_Aufgaben_.
a) Übernehmen Sie bitte aus dem Text über Frank Nitsches Ausstellung wortgetreu den Abschnitt von „Bekannt wurde Nitsche“ bis „das Entstehungsjahr verweisen.“.
b) In welchem Jahr und in welcher Stadt wurde der Maler laut dem Text über Frank Nitsches Ausstellung geboren?

_Seitenauszug_.
··········

© Michael Lüder / BKV Potsdam
Kultur: Kühl in Grün
Der Pavillon auf der Freundschaftsinsel zeigt Bilder von Frank Nitsche
Stand:
„Ich hatte mit China noch eine Rechnung offen“, stellt Frank Nitsche klar. Deshalb betitelt er seine aktuelle Ausstellung im Pavillon des Brandenburgischen Kunstvereins auf der Freundschaftsinsel „Hallo China“. Ein Kritiker hatte dem recht bekannten Maler vorgeworfen, er konzentriere sich mit seiner Ausstellungstätigkeit auf den asiatischen Raum, spare dabei aber China aus. Da Nitsche aber niemand diskriminieren wolle, grüße er nun aus der Ferne das bevölkerungsreichste Land der Erde. Vielleicht ist es nur eine schön ausgedachte Anekdote, die der Künstler etwas verschmitzt zum Besten gibt. Aber die Gebilde, die Nitsche auf großformatigen Leinwänden zeigt, erinnern tatsächlich an etwas fremdartige Wesen. Grüne Formen, vielleicht sind es Gesichter, mit zwei aufrecht stehenden, schmalen Augen, könnten Porträts ferner Marsmännchen sein. Dass überhaupt gegenständliche Formen in den Bildern des 1964 in Görlitz geborenen Malers erkennbar sind, ist ungewöhnlich.
Bekannt wurde Nitsche mit Bildern, in denen er akribisch völlig plane Flächen zu abstrakten Formgebilden übereinander stapelte. Linien, Schleifen und Geometrien überdecken, verdecken und durchbrechen sich. So entsteht ein Bildganzes, das zwar diffus an Dinge, Räume und Gegenstände erinnert, diese aber nie klar benennt. Dem entsprechen zumeist die Titel, die aus kryptischen Kombinationen aus Buchstaben und Zahlen bestehen und auf das Entstehungsjahr verweisen.

··········

_Vorliegende Datensätze_.
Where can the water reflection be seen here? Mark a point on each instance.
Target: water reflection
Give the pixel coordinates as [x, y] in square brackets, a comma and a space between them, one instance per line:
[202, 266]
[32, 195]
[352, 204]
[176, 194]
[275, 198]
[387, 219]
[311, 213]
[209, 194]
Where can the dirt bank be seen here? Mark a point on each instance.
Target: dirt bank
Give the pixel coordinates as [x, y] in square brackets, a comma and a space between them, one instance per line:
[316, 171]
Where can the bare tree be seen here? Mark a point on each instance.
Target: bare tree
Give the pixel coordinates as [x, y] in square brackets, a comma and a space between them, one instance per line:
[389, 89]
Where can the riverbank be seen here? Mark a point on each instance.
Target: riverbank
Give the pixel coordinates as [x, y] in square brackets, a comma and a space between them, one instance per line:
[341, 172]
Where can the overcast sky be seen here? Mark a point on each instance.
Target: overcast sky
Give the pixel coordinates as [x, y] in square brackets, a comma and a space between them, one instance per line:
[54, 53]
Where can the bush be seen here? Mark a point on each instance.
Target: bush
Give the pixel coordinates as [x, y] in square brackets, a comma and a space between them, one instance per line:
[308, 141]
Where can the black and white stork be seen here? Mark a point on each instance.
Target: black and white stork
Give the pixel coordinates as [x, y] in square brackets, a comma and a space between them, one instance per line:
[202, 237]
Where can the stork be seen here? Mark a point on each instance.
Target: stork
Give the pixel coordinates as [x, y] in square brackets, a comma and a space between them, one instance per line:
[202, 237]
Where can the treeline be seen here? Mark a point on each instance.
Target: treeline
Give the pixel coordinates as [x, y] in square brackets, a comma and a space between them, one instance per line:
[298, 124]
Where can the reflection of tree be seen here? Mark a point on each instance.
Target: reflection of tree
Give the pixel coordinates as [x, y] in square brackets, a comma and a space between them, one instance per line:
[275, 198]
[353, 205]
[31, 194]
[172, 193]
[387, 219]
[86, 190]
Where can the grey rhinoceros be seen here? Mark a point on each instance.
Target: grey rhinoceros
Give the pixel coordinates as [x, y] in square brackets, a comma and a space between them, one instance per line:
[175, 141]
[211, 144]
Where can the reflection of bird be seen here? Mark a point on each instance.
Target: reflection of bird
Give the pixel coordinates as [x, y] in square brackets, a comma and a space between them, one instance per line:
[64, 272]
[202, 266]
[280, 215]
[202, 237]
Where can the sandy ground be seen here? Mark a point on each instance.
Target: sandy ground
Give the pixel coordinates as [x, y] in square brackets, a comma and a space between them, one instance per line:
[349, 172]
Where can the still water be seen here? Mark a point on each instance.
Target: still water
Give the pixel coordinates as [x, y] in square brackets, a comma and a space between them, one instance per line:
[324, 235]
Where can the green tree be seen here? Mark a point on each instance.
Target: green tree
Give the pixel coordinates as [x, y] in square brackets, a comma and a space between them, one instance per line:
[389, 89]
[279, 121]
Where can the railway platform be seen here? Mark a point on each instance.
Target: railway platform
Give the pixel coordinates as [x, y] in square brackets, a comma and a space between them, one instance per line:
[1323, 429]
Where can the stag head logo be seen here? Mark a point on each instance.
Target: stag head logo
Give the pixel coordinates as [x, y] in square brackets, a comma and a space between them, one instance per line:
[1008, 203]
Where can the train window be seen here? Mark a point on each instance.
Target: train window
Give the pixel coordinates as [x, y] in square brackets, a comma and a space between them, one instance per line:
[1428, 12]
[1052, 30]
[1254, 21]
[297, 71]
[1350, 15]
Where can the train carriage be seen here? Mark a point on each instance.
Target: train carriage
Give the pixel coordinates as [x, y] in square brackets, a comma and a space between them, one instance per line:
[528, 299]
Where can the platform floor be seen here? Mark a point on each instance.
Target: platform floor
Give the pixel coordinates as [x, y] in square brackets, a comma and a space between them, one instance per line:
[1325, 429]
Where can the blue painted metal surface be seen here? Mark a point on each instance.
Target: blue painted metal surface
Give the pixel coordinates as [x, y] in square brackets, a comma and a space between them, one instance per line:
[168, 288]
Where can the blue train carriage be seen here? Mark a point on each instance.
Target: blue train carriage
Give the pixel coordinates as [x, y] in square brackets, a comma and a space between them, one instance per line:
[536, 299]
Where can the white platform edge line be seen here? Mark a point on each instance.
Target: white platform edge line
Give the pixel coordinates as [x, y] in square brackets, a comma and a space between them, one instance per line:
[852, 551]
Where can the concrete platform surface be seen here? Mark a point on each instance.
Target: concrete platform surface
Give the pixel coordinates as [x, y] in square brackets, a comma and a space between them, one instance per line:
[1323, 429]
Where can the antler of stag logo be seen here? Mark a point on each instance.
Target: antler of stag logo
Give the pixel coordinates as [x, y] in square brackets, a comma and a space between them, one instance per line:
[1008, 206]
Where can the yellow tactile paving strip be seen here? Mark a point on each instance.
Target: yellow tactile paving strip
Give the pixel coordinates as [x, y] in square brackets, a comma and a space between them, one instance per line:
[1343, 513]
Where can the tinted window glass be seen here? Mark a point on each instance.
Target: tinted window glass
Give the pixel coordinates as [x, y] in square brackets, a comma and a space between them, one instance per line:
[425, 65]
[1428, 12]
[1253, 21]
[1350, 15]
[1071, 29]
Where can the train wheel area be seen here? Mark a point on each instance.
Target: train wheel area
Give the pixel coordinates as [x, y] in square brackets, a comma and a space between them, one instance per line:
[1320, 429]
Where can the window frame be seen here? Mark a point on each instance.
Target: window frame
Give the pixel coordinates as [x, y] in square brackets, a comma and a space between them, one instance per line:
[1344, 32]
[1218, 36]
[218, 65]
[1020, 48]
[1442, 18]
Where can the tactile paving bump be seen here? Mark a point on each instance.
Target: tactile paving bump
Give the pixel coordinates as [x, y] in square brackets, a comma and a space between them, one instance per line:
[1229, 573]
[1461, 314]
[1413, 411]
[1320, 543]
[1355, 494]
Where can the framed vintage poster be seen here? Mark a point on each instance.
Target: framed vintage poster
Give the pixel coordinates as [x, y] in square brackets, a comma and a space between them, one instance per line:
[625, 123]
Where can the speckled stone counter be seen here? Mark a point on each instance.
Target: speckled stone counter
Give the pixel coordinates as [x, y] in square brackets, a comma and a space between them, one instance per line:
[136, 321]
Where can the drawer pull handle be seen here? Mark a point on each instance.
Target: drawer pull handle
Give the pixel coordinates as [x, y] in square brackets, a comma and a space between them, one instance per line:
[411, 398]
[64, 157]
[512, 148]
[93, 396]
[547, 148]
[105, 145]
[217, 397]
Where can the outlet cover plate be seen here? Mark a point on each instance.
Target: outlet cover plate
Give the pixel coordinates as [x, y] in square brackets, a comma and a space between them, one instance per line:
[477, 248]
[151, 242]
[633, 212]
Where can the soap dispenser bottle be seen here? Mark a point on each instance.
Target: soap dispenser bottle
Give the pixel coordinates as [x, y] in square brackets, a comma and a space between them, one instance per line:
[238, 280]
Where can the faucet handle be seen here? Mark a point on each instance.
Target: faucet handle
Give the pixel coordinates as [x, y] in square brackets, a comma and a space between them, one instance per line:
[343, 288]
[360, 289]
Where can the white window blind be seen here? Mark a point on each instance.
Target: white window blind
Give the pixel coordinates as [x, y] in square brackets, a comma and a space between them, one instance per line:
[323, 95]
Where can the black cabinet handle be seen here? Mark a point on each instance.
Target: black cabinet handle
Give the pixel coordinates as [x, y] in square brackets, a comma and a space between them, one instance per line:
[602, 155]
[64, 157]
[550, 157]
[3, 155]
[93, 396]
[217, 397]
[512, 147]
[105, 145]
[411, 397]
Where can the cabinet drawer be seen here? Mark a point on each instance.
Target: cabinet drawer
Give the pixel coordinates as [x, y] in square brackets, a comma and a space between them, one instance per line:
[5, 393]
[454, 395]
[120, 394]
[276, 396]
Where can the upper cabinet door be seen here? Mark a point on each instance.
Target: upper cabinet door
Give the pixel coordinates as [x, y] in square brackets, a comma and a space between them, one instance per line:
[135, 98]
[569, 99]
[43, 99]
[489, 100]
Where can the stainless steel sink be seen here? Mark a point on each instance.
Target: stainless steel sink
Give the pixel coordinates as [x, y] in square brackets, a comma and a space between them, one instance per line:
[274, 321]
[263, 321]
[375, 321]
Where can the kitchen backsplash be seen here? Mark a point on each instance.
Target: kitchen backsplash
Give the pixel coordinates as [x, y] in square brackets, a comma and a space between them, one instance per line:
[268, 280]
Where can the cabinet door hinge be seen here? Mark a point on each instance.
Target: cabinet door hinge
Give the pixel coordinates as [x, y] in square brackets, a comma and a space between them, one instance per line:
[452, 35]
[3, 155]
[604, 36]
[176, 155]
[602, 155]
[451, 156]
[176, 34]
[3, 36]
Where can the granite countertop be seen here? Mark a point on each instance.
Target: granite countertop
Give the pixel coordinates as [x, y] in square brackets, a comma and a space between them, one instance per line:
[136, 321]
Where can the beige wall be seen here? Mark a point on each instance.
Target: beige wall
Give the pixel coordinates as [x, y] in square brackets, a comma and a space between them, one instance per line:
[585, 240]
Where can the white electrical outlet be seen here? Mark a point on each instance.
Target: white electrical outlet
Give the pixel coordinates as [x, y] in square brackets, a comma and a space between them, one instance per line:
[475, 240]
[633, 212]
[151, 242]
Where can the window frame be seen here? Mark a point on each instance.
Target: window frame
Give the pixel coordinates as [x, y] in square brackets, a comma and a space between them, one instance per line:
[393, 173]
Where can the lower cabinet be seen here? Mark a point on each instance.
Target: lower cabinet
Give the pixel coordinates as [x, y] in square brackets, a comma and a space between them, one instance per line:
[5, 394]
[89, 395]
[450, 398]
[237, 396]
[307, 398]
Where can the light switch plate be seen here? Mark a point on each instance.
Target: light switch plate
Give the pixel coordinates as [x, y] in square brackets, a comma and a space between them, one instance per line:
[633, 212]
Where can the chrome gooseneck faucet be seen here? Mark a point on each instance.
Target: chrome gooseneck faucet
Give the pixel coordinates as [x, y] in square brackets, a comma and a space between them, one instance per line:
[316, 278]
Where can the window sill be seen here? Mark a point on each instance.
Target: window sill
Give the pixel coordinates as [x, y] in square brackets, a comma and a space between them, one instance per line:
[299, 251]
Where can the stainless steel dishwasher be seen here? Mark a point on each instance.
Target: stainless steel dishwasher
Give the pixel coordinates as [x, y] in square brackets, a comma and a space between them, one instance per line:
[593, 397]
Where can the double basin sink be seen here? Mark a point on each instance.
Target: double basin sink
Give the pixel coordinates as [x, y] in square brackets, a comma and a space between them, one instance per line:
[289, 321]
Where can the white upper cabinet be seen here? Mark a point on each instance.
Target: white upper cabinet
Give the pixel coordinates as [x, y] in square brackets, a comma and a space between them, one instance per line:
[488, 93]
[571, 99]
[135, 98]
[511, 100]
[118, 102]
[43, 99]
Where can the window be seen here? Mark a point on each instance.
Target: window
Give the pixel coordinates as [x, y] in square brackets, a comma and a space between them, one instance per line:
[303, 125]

··········

_Antworten_.
a)
Bekannt wurde Nitsche mit Bildern, in denen er akribisch völlig plane Flächen zu abstrakten Formgebilden übereinander stapelte. Linien, Schleifen und Geometrien überdecken, verdecken und durchbrechen sich. So entsteht ein Bildganzes, das zwar diffus an Dinge, Räume und Gegenstände erinnert, diese aber nie klar benennt. Dem entsprechen zumeist die Titel, die aus kryptischen Kombinationen aus Buchstaben und Zahlen bestehen und auf das Entstehungsjahr verweisen.

b) 1964 in Görlitz.